## Begin Given passage

If meal times are not provided, they are automatically estimated from the glucose data using peak-detection:

from pfun_cma_model.engine.fit import estimate_mealtimes

# Estimate meal times from glucose peaks
meal_times = estimate_mealtimes(data, ycol="G", tm_freq="2h", n_meals=4)
print(meal_times)
# array([ 7.2, 12.1, 17.8, 21.3])

CMAFitResult

The CMAFitResult is a Pydantic model containing:

Field	Type	Description
`soln`	`pd.DataFrame`	Full model solution (all signals)
`formatted_data`	`pd.DataFrame`	Input data after formatting
`cma`	`CMASleepWakeModel`	Fitted model instance
`popt`	`np.ndarray`	Optimized parameter vector
`pcov`	`np.ndarray`	Estimated covariance matrix
`popt_named`	`dict`	Parameters as `{name: value}`
`cond`	`float`	Condition number of covariance
`diag`	`np.ndarray`	Diagonal of covariance matrix
`mesg`	`str`	Optimizer message
`ier`	`int`	Convergence status code (0 = success)

## End Given passage

• [Exercise description]:
In the documentation excerpt, what does the `ier` field of CMAFitResult hold? Rely only on the documentation excerpt for what follows.

## Begin Stored data

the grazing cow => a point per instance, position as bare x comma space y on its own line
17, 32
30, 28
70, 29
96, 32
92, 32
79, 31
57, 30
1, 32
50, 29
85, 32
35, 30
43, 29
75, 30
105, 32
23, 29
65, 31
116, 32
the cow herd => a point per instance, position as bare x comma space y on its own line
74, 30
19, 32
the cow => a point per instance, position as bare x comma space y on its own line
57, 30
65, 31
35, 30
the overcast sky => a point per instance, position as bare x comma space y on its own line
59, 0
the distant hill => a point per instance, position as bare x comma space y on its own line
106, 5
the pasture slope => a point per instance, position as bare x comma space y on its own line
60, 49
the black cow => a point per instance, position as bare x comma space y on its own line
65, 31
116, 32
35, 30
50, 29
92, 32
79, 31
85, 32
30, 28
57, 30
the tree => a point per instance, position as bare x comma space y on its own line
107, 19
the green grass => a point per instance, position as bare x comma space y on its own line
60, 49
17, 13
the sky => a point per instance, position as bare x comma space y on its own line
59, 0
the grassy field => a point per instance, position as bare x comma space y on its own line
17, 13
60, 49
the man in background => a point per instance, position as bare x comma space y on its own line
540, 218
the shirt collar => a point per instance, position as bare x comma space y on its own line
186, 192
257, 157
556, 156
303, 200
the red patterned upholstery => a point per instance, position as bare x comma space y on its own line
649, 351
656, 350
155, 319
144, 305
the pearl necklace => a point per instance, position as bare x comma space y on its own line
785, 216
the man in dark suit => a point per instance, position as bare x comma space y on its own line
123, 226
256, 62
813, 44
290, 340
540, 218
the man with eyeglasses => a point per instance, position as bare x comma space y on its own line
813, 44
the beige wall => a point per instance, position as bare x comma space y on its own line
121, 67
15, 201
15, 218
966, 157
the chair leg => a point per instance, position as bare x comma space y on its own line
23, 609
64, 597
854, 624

## End Stored data

• [Result]:
A convergence status code, where 0 means success.